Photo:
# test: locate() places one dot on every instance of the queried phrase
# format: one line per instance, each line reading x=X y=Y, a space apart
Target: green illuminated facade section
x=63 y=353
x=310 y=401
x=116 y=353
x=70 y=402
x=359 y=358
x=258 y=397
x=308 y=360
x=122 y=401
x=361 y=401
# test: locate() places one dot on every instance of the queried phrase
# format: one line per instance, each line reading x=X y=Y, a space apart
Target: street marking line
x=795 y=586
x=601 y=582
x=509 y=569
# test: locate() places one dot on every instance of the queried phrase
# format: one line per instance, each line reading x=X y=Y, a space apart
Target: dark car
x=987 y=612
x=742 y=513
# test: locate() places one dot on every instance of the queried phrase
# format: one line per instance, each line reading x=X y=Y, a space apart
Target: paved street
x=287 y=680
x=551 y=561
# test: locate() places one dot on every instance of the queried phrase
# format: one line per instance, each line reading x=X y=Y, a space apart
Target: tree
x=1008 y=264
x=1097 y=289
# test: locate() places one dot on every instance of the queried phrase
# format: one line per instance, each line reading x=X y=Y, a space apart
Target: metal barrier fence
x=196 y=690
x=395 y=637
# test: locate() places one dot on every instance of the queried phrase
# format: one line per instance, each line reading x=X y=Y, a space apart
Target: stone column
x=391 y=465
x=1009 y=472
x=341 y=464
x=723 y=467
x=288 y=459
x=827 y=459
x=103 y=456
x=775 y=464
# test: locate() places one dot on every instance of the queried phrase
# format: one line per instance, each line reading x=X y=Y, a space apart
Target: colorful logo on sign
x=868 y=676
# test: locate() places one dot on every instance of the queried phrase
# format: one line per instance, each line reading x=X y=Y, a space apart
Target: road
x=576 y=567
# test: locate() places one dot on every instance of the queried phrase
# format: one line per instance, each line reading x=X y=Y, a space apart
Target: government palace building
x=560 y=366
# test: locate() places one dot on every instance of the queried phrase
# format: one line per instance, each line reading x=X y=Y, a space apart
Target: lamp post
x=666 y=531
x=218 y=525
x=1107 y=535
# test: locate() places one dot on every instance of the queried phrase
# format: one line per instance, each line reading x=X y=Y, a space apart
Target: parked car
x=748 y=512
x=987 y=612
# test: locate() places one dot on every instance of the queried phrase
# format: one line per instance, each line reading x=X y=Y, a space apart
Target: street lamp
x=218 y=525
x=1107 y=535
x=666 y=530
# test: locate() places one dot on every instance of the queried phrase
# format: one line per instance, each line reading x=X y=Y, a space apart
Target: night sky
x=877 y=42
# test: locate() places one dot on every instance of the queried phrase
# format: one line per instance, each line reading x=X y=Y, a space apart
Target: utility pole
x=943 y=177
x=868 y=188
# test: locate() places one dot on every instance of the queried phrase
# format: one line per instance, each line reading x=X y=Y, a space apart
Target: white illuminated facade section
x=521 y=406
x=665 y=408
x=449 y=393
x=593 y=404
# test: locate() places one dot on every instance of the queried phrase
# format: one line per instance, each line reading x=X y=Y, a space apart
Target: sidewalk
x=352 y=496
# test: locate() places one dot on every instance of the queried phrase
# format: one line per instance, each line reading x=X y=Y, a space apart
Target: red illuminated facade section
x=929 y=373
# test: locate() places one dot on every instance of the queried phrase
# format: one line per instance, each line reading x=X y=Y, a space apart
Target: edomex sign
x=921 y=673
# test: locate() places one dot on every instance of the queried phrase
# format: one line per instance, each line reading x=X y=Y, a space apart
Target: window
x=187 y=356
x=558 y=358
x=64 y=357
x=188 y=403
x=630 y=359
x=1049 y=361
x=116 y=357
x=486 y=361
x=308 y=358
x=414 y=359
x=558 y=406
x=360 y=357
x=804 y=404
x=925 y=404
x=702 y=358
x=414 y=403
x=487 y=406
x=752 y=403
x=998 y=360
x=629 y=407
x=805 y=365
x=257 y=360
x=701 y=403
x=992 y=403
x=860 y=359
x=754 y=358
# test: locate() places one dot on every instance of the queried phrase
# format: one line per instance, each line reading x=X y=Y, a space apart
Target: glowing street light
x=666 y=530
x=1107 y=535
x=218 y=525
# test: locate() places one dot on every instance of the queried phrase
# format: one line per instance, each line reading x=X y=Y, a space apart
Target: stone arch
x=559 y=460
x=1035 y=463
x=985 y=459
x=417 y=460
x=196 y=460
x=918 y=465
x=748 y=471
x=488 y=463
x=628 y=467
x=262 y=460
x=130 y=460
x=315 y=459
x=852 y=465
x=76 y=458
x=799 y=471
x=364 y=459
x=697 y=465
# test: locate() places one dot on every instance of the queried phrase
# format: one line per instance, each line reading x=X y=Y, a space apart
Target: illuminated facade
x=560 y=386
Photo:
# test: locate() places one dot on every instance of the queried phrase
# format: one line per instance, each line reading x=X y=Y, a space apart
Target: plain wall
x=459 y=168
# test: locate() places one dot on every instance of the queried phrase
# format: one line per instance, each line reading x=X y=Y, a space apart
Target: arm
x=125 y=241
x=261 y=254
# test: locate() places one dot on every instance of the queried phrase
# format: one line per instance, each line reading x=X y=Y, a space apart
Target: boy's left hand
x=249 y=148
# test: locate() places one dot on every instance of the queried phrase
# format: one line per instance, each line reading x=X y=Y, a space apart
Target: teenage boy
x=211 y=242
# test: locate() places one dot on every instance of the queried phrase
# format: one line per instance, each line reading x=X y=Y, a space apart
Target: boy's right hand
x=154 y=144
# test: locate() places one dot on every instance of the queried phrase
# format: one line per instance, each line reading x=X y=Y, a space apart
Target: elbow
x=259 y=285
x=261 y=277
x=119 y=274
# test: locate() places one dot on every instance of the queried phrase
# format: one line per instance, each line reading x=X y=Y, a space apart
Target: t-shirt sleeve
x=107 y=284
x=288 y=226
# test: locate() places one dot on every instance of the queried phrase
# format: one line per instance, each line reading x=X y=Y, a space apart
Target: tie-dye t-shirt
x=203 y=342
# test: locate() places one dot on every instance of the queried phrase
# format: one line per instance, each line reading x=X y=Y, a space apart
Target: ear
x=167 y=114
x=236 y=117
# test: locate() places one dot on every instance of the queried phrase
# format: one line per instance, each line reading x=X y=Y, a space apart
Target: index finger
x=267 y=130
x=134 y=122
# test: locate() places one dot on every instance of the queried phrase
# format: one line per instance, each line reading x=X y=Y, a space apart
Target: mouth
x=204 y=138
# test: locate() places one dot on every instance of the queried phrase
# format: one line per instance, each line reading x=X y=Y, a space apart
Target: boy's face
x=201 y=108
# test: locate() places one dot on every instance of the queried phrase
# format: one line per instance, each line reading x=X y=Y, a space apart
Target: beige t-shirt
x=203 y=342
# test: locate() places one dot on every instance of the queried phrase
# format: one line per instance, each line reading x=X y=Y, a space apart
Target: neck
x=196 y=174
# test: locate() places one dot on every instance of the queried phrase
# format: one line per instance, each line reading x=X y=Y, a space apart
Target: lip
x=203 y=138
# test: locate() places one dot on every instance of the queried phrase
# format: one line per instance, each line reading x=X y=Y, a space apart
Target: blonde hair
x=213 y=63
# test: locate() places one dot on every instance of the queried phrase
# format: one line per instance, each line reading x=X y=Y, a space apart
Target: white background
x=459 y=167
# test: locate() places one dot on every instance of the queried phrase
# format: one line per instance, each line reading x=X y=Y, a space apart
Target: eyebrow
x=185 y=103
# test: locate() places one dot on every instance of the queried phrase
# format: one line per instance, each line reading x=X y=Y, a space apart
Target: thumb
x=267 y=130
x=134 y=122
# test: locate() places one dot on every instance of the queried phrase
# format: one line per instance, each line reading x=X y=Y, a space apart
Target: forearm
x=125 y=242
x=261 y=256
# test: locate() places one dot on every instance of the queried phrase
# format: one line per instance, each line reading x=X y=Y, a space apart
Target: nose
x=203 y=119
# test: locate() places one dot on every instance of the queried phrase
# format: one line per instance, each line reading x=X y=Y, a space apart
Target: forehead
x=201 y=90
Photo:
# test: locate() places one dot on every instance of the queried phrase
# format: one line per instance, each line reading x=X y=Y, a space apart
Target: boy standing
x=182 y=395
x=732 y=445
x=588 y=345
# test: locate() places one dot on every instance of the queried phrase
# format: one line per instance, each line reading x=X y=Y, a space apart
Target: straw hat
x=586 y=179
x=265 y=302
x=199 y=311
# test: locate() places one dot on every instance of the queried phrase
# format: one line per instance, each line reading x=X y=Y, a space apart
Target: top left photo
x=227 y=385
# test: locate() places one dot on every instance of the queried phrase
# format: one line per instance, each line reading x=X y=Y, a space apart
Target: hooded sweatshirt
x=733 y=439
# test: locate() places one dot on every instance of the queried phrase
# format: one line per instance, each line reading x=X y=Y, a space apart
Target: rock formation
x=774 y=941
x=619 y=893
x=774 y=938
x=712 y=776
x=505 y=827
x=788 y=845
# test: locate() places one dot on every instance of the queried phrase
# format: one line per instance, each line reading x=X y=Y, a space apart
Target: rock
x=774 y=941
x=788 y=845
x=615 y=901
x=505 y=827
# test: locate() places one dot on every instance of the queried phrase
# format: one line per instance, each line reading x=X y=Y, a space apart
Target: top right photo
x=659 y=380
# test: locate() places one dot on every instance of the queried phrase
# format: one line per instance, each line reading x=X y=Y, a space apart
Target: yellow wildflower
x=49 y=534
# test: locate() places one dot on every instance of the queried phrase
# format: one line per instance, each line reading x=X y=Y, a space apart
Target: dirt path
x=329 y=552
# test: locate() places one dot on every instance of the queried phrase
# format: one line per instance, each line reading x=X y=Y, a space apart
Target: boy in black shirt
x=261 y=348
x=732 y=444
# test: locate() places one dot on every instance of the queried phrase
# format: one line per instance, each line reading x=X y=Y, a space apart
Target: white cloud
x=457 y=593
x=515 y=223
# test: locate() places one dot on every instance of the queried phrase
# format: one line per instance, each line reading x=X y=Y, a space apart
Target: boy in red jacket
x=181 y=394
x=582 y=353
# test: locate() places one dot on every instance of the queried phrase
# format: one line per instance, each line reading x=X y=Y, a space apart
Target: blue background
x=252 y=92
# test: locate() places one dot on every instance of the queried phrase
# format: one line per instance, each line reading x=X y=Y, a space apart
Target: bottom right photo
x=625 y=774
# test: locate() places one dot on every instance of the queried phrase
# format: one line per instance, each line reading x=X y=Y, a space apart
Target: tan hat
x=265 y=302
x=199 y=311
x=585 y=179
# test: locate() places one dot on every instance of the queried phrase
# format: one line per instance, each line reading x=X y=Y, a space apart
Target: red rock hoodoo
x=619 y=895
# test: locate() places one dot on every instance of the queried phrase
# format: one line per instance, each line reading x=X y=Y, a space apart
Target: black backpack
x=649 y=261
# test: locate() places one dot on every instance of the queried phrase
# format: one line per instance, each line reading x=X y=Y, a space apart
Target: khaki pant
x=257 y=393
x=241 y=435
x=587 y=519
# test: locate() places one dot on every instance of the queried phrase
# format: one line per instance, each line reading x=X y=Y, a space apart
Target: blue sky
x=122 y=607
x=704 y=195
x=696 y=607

GIVEN EXERCISE
Scale the lines starting with the first line and going on through the line containing "x=361 y=401", reproducing each one, requests included, with every coordinate in the answers multiplied by 0.55 and rounded to a whole number, halves rounded up. Give only those lines.

ANSWER FOR THE TASK
Photo:
# test: locate() places one dot on every instance of the queried phrase
# format: one line per instance, each line reading x=X y=Y, a space apart
Target: green illuminated facade section
x=35 y=194
x=171 y=221
x=64 y=194
x=39 y=221
x=197 y=197
x=142 y=218
x=169 y=198
x=67 y=221
x=199 y=221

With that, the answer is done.